-------- GIVEN PASSAGE

Renaissance Astronomy
The following notes are excerpted from Journey to the Cosmic Frontier by John D. Fix, Archives of the Universe by Marcia Bartusiak, and Coming of Age in the Milky Way by Timothy Ferris.
Nicolaus Copernicus wrote Commentariolus (Little
Commentary) in 1514 and proposed a model of the heavens in which
he brashly asserted that the Sun is the center of the universe.
We revolve around the Sun just as any other planet,
he wrote. Copernicus was not concerned with a moving Earth, but
he objected to a celestial sphere rotating around a stationary
Earth. To him, a stationary heavens with the source of light and
heat resting at a stationary throne in the center was a more noble
configuration than a stationary Earth. By the time of Copernicus,
western philosophers — in particular, the theologian St. Thomas
Aquinas — had rediscovered the works of ancient Greece and
had come to revere Aristotle and his vision of perfect circular
motion. This belief would come back to haunt the work of Copernicus
as he discovered, just like Ptolemy thirteen centuries earlier,
that the heavens had no need to satisfy earthly aesthetics. Much
to his chagrin, he eventually had to add epicycles to his heliocentric
model and even reintroduce the idea of the equant for off-center motion.

----------------

◆ EXERCISE INSTRUCTIONS
A. List every person named in the Renaissance astronomy notes above.
B. Extend the Renaissance astronomy notes above with a few more sentences, starting after the last sentence shown.

-------- EXTRACTED DATA

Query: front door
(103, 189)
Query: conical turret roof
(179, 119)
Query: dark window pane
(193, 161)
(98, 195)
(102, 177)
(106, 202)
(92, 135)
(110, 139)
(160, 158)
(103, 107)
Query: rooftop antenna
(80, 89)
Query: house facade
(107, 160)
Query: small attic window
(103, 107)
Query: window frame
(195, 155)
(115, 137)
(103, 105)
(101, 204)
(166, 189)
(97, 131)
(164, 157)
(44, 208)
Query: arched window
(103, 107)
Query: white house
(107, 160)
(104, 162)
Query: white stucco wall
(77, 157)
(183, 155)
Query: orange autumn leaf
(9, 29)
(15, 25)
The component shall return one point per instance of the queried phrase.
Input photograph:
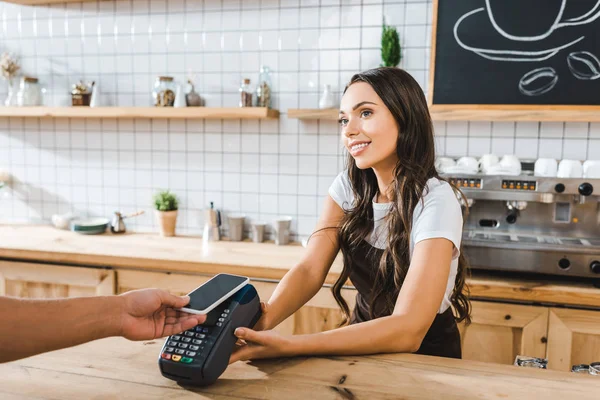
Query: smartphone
(213, 292)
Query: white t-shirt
(437, 216)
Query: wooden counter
(117, 368)
(188, 254)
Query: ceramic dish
(90, 226)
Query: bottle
(180, 98)
(263, 89)
(327, 100)
(29, 93)
(245, 94)
(95, 101)
(193, 99)
(164, 91)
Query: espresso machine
(526, 223)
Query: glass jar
(263, 88)
(29, 92)
(245, 94)
(531, 362)
(164, 91)
(581, 369)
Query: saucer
(510, 50)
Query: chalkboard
(516, 52)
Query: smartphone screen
(214, 290)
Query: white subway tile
(550, 148)
(574, 149)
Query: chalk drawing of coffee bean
(538, 81)
(584, 65)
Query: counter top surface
(188, 254)
(118, 368)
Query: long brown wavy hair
(415, 149)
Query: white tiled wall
(264, 169)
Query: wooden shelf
(42, 2)
(142, 112)
(331, 114)
(514, 113)
(482, 113)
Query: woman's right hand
(262, 323)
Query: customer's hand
(264, 344)
(261, 325)
(263, 322)
(151, 313)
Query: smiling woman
(399, 227)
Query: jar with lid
(164, 91)
(245, 94)
(29, 92)
(263, 88)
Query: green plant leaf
(165, 201)
(391, 52)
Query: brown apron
(442, 338)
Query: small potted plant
(391, 52)
(166, 204)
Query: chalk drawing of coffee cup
(538, 81)
(504, 14)
(584, 65)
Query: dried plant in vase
(10, 66)
(166, 205)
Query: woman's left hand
(261, 344)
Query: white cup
(545, 167)
(236, 227)
(570, 169)
(441, 163)
(282, 227)
(591, 169)
(468, 163)
(511, 163)
(487, 160)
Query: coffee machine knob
(585, 189)
(564, 263)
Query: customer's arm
(306, 278)
(31, 327)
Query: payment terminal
(200, 355)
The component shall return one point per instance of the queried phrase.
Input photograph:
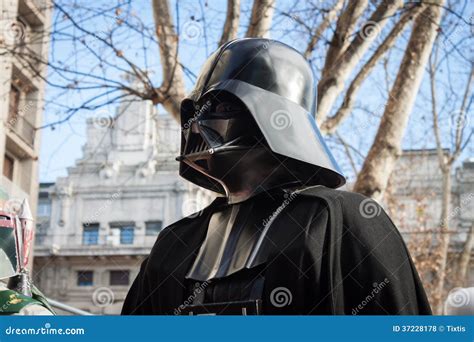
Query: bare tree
(261, 19)
(373, 177)
(172, 89)
(231, 25)
(446, 161)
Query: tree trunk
(465, 258)
(331, 124)
(372, 179)
(336, 73)
(231, 25)
(319, 31)
(261, 19)
(444, 238)
(172, 89)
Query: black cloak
(337, 252)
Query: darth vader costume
(280, 239)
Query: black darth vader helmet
(250, 118)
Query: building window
(8, 165)
(90, 234)
(126, 231)
(121, 277)
(15, 96)
(126, 235)
(152, 228)
(85, 278)
(44, 208)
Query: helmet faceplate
(276, 85)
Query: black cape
(338, 254)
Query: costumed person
(18, 296)
(280, 239)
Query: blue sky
(61, 146)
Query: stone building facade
(416, 202)
(96, 225)
(24, 28)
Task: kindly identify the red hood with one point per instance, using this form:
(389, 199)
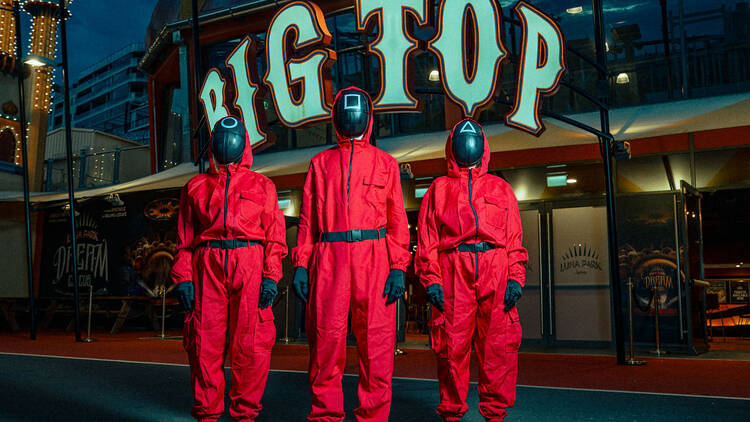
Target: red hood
(246, 161)
(368, 131)
(453, 169)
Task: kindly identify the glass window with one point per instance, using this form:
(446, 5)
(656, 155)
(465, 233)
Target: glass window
(722, 168)
(541, 182)
(650, 173)
(175, 132)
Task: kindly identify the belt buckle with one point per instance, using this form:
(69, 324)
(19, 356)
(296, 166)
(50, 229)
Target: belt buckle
(354, 235)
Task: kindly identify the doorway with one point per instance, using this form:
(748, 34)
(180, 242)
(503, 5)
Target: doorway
(567, 299)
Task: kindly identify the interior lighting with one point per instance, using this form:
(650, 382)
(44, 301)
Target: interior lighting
(557, 180)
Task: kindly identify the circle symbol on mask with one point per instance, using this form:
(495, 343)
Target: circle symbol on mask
(228, 140)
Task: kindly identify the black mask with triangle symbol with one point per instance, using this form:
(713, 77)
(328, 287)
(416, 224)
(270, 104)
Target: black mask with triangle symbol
(468, 144)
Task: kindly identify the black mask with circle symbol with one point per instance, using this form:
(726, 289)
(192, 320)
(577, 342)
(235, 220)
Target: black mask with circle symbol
(228, 140)
(351, 113)
(468, 144)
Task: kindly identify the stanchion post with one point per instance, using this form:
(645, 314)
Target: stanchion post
(88, 338)
(286, 339)
(632, 361)
(657, 305)
(398, 351)
(163, 310)
(162, 289)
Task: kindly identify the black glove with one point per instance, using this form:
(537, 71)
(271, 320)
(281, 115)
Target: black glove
(394, 286)
(435, 296)
(301, 283)
(268, 291)
(512, 294)
(186, 295)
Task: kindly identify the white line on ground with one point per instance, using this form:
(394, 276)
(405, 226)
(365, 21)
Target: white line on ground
(398, 378)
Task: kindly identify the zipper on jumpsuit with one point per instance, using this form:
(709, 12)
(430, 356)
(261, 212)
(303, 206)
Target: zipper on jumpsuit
(349, 176)
(476, 221)
(226, 208)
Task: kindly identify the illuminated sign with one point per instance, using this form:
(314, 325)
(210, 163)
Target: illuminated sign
(467, 44)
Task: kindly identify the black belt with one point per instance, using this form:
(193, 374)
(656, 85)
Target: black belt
(352, 235)
(229, 243)
(476, 247)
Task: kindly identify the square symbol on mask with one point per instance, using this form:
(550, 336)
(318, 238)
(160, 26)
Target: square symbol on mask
(352, 102)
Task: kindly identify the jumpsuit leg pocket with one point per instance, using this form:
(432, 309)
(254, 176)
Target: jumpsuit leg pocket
(188, 331)
(265, 331)
(513, 333)
(438, 336)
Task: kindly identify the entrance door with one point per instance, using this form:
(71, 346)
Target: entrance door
(580, 275)
(566, 299)
(530, 305)
(691, 242)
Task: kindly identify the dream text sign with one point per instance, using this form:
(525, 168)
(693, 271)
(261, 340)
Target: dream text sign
(467, 44)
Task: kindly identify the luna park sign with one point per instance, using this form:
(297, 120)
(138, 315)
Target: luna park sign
(470, 67)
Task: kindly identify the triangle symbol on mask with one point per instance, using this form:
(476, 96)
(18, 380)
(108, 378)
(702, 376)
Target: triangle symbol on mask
(467, 128)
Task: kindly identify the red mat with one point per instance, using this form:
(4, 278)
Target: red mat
(661, 375)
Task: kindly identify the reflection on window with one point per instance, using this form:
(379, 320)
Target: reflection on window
(532, 183)
(175, 139)
(652, 173)
(723, 168)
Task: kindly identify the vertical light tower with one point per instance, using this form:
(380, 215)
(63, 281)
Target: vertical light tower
(45, 16)
(7, 31)
(8, 63)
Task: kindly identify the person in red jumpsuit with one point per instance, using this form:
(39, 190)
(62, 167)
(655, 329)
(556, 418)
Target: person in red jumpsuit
(471, 261)
(230, 241)
(353, 242)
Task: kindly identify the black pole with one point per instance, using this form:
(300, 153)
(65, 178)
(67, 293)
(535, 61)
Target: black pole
(614, 274)
(196, 84)
(69, 153)
(25, 158)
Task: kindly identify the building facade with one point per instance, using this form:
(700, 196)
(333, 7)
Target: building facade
(109, 96)
(678, 92)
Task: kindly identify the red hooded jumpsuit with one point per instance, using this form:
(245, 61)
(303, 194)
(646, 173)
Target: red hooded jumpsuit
(471, 206)
(353, 186)
(229, 202)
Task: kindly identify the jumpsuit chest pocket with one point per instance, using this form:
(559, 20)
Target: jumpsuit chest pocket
(375, 190)
(495, 211)
(250, 206)
(513, 332)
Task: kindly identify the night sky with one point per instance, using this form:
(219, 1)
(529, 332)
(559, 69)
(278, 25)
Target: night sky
(98, 29)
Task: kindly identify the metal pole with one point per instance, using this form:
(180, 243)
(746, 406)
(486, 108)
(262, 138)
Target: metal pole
(286, 339)
(196, 84)
(398, 351)
(657, 304)
(163, 310)
(162, 290)
(25, 159)
(69, 154)
(632, 360)
(603, 86)
(116, 169)
(82, 168)
(683, 49)
(88, 338)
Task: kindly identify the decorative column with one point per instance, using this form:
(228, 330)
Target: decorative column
(45, 19)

----------------

◆ THE RESPONSES
A. John D. Fix, Marcia Bartusiak, Timothy Ferris, Nicolaus Copernicus, St. Thomas Aquinas, Aristotle, Ptolemy

B.
In his completed treatise, De Revolutionibus Orbium Coelestium (On
the Revolutions of the Heavenly Spheres), a well-meaning theologian
wishing to protect Copernicus from controversy — and possibly heresy
charges — added an introduction to the book stating that a sun-centered
model was merely a mathematical convenience
and should not
be taken literally.
Copernicus' model provided a more elegant solution to the retrograde motion of planets (it is the motion of Earth that is the cause), but Ptolemy's model was still quite capable of providing accurate planetary positions. Copernicus' model was no more accurate than Ptolemy's and in some cases was much worse. Ironically, Copernicus' desire to restore an Aristotelian aesthetic to the motion of the heavens required a moving Earth, but resulted in simplified explanations of planetary motions.
While planetary motions were simplified, Copernicus actually complicated the lives of natural philosophers trying to unravel the mysteries of Earthly dynamics: namely, why we don't feel Earth's rotation and why objects thrown into the air are not left behind by a moving Earth.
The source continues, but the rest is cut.